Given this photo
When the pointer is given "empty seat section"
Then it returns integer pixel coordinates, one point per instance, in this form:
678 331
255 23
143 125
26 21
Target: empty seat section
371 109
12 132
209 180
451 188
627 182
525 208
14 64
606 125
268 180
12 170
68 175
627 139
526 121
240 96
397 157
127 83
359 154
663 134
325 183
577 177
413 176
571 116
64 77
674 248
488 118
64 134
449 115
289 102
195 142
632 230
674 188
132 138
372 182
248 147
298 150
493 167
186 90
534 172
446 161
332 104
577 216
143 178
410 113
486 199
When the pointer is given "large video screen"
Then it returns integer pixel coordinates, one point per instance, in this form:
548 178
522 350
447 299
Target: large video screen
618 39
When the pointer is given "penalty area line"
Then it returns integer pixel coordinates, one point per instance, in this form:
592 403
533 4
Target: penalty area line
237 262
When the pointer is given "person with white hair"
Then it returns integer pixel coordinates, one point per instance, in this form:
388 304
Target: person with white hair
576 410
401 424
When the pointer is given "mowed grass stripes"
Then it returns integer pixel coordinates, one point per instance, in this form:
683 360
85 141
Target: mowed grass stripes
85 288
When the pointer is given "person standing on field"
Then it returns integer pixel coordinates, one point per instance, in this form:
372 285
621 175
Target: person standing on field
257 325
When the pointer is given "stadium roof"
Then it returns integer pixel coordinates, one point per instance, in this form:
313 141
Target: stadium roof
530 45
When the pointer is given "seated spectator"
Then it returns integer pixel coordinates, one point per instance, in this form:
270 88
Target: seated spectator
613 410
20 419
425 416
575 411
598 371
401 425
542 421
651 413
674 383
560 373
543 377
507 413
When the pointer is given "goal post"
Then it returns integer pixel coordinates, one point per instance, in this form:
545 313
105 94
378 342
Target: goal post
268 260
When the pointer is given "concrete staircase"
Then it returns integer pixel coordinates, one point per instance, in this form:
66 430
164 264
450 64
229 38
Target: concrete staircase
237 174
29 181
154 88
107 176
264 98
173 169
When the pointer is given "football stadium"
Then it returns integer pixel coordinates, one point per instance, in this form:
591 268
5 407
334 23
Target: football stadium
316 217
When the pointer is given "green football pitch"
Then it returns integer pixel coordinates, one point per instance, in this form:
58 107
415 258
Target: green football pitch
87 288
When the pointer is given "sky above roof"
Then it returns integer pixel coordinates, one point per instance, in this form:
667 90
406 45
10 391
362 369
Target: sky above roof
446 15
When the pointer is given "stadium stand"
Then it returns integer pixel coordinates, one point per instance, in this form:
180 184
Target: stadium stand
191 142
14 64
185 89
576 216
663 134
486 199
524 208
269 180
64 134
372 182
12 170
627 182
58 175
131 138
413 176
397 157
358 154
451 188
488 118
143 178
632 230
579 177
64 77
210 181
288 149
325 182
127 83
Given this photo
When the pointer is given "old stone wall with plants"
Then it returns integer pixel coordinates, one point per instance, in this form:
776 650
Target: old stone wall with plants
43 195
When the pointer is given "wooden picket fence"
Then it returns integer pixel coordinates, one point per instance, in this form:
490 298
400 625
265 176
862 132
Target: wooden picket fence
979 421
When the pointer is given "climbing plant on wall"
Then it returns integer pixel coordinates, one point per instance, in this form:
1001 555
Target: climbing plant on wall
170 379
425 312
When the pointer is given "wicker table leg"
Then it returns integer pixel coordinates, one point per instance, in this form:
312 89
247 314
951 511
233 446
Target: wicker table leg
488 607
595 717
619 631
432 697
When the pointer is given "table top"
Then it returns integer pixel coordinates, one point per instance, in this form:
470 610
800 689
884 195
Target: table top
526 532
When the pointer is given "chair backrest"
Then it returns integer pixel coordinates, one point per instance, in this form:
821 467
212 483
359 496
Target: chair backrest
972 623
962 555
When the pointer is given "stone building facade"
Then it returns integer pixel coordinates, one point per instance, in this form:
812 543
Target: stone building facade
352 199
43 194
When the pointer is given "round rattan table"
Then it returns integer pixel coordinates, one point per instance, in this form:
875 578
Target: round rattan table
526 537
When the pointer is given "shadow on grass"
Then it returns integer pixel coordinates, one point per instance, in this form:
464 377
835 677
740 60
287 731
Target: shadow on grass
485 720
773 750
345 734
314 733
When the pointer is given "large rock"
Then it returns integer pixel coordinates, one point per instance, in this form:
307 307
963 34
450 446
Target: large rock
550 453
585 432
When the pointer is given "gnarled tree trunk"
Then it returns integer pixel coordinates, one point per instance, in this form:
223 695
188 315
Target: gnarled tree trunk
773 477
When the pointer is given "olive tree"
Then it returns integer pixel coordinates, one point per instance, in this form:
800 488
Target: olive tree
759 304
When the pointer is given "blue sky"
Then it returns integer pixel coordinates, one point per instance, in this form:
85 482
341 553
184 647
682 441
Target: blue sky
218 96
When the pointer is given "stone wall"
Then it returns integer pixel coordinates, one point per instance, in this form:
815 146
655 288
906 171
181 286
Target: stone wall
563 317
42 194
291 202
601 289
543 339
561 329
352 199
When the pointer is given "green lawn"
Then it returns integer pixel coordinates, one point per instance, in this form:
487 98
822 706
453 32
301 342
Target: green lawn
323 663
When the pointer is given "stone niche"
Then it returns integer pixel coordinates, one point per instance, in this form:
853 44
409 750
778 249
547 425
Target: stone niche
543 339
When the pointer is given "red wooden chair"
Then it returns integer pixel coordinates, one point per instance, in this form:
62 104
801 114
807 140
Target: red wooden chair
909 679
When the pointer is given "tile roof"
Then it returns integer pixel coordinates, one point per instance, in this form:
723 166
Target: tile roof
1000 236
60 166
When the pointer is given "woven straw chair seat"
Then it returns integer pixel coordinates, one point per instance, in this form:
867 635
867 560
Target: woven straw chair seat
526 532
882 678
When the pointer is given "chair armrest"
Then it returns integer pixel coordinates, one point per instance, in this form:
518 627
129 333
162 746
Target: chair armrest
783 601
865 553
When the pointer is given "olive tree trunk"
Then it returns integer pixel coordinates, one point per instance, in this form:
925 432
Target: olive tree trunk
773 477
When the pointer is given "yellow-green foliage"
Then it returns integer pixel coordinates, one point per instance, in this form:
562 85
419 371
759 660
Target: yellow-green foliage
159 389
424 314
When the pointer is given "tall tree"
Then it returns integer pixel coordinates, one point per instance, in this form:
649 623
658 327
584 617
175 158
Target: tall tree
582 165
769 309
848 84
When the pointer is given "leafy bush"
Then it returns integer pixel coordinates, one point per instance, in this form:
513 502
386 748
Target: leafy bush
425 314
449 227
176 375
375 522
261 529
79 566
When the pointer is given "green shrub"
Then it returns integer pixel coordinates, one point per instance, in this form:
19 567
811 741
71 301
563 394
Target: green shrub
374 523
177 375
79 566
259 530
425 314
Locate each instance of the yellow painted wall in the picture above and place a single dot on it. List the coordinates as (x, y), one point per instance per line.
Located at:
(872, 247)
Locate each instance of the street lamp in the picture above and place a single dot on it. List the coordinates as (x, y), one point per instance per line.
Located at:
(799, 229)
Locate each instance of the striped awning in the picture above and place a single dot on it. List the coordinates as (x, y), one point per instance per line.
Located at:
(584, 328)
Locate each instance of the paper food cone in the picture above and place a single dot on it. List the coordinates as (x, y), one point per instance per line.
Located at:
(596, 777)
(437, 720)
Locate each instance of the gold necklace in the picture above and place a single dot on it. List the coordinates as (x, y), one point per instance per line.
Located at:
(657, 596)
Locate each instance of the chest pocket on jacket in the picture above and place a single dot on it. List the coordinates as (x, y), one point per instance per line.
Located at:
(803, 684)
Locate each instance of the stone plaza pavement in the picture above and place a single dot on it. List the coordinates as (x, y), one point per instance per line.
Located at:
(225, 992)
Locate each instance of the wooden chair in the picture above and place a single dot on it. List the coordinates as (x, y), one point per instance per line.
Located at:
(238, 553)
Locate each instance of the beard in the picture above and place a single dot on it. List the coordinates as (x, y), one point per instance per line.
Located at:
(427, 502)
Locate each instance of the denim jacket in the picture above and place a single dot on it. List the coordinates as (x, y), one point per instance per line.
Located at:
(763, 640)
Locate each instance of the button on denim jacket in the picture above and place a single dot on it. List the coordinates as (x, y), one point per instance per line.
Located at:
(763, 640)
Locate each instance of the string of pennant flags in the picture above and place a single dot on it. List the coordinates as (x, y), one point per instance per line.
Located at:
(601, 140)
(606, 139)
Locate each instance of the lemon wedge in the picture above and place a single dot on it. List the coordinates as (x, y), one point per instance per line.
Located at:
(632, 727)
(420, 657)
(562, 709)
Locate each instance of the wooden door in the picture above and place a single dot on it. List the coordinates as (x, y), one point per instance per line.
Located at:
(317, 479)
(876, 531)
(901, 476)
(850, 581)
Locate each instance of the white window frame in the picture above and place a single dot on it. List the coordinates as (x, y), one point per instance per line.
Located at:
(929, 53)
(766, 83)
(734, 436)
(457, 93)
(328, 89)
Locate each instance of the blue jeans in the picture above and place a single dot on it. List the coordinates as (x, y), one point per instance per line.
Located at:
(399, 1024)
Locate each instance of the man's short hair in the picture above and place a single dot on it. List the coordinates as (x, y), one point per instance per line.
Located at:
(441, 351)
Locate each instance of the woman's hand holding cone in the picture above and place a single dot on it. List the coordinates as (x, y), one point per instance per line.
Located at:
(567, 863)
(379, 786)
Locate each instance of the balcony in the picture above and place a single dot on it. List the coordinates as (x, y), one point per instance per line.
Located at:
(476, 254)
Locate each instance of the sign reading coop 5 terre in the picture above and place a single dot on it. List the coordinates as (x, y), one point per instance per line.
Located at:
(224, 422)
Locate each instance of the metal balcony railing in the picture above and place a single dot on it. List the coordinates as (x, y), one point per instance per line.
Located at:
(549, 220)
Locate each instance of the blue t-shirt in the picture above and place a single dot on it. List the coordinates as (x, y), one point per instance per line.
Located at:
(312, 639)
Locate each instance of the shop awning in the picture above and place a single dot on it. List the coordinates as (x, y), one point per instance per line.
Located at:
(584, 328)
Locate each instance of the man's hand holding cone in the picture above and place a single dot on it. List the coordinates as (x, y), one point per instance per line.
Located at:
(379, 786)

→ **Problem statement**: Copy the records word for word, starting at the line that contains "Locate each instance of the woman's" and ending at the end of the records.

→ **Solution to this task**:
Locate each instance of the woman's hand holding cone in the picture above and place a single dot on it. List the coordinates as (x, y), one point per instance per line.
Located at:
(567, 863)
(379, 786)
Locate each instance of the balcony in the picture above and place a single dot on it. List the coordinates as (x, y), one point per instance per line.
Located at:
(476, 254)
Locate each instance of the sign reading coop 5 terre in the picture above and place a single dot on it. List the coordinates as (x, y), one point per instance per line.
Located at:
(224, 422)
Locate each instance of the metal balcony railing in the picture above and place a single dot on it. List the coordinates as (x, y), one point per instance per line.
Located at:
(549, 220)
Locate each instance of the blue t-shirt in the picture above and place a single dot on it. List the coordinates as (x, y), one point per instance per line.
Located at:
(312, 639)
Locate each instance of the shop awning in the picture above and place a single dot on it. List the coordinates as (x, y), one point per instance per line.
Located at:
(584, 328)
Locate each instance of the man's hand holding cone in the picture above and place a single dot on it. List the coordinates as (x, y), one point per instance per line.
Located at:
(379, 786)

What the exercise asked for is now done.